(Entries for pointing and labeling)
★ ★ ★ ★ ★ ★ ★

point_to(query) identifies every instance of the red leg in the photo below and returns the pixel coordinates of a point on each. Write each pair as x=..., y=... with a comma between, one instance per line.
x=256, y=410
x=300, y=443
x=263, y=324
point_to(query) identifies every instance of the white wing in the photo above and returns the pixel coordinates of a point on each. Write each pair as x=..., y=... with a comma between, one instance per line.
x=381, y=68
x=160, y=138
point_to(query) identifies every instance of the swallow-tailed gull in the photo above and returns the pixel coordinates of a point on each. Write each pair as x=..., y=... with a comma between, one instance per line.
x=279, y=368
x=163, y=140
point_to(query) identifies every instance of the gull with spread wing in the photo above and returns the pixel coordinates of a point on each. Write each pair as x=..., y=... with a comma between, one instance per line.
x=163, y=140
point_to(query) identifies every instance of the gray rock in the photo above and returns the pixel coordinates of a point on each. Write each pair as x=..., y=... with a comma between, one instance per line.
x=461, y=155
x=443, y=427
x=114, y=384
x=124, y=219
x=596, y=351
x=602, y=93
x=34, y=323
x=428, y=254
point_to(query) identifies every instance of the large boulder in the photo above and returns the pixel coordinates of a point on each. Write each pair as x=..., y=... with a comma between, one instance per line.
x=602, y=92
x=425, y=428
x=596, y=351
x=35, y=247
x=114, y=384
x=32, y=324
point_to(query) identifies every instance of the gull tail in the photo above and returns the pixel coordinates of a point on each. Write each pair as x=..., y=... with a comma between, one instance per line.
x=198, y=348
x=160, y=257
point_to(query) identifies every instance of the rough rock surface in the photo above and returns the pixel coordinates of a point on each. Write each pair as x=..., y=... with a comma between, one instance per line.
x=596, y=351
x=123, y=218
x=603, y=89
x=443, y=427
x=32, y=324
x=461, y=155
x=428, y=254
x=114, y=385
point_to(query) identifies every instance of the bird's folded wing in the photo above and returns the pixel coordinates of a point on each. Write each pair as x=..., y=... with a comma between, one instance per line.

★ ★ ★ ★ ★ ★ ★

§ **The request**:
Format everything from the line containing "point_to(query) identifies every instance of the large" down to the line containing "x=160, y=257" as a two-column CSV with the columns item_text and answer, one row per item. Put each item's text and its answer in a single quoted field, with line breaks replaced by spaces.

§ **Response**:
item_text,answer
"point_to(query) identifies every instance of the large boulder in the photo above and returns the pixel coordinates of a point on each. Write each pair as x=..., y=... with a comma between, one instance per line.","x=602, y=92 x=425, y=428 x=596, y=351 x=35, y=247 x=114, y=384 x=32, y=324"
"point_to(query) identifies every instance of the gull tail in the photo above and returns the pixel coordinates of a point on each. Write each pair as x=..., y=... with a comma between, one instance per line.","x=198, y=348 x=160, y=257"